[Natural-language object grounding data]

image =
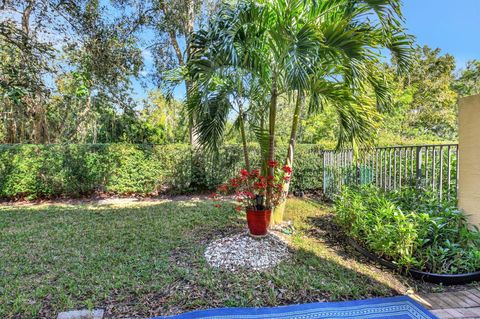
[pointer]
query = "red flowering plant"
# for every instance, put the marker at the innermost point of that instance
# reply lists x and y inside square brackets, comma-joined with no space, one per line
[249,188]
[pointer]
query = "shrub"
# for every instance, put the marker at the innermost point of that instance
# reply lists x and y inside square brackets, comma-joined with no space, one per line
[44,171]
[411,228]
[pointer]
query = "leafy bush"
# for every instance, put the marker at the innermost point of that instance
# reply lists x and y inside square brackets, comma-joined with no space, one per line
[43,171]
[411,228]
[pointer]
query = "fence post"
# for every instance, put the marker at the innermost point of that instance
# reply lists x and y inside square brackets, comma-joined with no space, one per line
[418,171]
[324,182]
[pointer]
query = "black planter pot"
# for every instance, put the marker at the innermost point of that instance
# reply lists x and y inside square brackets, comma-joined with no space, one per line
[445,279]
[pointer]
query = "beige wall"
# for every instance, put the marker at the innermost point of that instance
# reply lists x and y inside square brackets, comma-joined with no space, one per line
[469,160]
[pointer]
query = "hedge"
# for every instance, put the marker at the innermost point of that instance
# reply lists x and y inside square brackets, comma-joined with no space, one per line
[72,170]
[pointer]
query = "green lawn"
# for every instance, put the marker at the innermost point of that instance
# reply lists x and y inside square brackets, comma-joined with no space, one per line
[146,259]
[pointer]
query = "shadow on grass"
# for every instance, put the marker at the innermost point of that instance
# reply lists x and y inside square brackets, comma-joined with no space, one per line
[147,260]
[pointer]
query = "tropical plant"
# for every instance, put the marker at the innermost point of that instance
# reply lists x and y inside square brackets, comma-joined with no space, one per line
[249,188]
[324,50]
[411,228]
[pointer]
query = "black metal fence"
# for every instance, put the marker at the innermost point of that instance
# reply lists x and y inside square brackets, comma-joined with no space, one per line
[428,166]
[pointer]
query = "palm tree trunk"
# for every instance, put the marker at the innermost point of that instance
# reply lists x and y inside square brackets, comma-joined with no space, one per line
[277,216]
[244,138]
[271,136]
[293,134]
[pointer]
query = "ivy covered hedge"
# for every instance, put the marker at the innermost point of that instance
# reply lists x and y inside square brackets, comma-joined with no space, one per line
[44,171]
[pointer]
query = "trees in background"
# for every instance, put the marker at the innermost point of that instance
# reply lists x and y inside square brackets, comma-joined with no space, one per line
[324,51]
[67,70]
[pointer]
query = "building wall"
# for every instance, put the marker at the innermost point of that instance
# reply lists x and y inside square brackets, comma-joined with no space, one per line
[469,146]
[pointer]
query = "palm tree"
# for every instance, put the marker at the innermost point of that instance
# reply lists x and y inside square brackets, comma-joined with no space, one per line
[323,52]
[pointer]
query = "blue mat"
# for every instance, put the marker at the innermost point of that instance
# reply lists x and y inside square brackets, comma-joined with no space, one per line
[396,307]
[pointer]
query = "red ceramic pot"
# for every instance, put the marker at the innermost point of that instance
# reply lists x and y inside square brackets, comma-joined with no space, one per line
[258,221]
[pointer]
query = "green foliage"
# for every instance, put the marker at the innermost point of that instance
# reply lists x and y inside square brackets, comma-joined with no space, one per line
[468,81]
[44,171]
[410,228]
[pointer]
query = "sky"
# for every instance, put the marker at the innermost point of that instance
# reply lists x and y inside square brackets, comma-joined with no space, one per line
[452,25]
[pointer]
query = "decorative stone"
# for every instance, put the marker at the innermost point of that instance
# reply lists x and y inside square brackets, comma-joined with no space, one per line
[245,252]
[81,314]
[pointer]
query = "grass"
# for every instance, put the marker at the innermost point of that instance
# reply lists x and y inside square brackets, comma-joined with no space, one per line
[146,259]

--

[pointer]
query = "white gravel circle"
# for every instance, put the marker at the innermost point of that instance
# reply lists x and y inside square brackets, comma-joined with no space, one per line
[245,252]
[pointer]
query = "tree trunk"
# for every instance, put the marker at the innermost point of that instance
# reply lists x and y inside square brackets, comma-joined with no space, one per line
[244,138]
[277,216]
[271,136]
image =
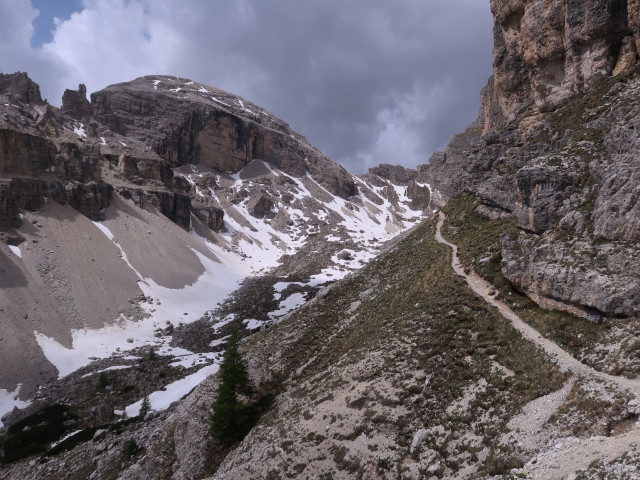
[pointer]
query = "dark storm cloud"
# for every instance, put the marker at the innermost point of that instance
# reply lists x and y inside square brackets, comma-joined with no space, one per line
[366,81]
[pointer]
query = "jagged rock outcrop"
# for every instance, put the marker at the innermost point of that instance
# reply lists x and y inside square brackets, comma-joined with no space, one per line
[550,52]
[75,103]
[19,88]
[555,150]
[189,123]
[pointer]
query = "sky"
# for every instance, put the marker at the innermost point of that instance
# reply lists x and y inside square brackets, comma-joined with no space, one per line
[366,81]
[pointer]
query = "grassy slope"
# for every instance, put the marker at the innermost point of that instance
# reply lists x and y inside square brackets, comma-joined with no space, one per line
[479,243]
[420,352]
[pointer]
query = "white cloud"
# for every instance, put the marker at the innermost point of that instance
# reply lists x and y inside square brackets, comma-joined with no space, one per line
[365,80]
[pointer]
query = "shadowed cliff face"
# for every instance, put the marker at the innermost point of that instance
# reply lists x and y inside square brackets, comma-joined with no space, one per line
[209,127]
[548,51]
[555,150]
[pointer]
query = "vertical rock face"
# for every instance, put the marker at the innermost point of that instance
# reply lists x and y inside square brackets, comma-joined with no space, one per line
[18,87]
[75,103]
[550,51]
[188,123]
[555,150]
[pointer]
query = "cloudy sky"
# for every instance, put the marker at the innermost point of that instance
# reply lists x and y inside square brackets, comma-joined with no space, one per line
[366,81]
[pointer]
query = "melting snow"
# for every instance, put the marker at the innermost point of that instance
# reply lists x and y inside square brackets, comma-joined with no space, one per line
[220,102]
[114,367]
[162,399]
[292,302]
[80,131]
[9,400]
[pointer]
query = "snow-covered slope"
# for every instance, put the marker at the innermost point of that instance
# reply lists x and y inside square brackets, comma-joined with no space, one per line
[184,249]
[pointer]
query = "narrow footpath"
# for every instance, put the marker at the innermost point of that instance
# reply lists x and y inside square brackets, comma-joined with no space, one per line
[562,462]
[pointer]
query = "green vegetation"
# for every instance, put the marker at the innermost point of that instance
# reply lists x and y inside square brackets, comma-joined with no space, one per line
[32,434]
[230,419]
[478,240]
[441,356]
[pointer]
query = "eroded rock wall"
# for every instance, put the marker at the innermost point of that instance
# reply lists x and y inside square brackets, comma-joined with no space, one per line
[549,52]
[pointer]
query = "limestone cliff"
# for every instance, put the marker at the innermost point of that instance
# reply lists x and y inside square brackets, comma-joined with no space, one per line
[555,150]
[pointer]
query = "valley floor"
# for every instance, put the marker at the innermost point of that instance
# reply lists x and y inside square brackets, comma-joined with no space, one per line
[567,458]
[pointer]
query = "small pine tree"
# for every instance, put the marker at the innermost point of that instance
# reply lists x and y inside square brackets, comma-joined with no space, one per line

--

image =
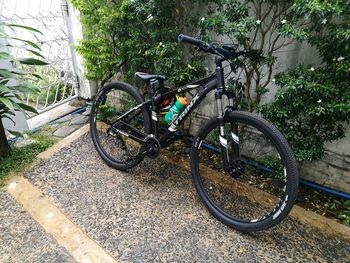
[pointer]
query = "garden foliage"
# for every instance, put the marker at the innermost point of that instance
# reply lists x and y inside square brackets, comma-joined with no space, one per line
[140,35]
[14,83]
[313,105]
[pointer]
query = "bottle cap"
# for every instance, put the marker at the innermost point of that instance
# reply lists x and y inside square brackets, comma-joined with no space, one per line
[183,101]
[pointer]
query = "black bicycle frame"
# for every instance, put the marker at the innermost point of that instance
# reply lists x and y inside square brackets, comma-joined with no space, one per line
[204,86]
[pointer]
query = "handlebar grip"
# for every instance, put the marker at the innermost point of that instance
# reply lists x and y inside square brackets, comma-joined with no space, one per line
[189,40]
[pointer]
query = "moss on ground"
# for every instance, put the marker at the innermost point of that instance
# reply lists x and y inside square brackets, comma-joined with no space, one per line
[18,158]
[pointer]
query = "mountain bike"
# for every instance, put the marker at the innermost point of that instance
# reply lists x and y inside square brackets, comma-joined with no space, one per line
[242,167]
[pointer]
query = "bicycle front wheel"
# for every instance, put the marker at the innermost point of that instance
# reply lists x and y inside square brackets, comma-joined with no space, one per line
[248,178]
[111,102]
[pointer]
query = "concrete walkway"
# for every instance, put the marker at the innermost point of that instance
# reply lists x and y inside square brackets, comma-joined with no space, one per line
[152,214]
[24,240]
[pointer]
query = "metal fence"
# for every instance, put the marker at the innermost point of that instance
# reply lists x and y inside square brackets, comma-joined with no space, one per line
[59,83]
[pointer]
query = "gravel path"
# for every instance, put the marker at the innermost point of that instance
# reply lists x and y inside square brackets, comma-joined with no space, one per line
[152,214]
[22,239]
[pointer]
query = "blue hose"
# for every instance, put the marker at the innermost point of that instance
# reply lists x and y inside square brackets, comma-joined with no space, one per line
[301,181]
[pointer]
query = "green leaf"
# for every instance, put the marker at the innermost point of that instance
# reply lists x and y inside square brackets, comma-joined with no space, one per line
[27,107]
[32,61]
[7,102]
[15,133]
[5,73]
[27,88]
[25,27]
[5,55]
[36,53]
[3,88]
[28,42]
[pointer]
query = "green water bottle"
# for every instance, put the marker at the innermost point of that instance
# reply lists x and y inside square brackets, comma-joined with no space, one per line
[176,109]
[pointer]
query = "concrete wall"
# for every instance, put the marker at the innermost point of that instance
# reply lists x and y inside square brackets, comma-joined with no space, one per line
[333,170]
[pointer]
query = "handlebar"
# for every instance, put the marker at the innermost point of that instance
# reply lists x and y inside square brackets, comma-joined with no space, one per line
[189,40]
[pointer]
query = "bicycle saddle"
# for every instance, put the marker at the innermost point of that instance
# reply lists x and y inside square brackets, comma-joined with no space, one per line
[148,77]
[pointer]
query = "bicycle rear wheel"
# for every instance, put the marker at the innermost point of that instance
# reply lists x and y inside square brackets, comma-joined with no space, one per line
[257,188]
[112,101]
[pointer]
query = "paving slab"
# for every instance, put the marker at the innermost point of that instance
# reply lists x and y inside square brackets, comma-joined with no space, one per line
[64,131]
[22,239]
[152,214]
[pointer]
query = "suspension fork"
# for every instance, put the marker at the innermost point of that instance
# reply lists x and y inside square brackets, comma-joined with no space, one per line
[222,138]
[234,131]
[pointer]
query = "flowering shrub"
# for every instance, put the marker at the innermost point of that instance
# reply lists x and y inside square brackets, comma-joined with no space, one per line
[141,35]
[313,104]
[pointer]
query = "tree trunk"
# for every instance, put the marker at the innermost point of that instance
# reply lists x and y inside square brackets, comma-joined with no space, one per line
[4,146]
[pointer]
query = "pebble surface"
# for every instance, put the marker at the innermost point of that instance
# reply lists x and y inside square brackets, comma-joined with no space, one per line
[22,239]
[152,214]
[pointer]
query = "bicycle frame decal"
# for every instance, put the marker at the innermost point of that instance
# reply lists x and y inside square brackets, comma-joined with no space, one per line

• _INSTRUCTIONS FOR THE TASK_
From the entries above, copy every line that holds the word "hedge".

• _SOLUTION TO THIS PROBLEM_
query = "hedge"
query = "ivy covered hedge"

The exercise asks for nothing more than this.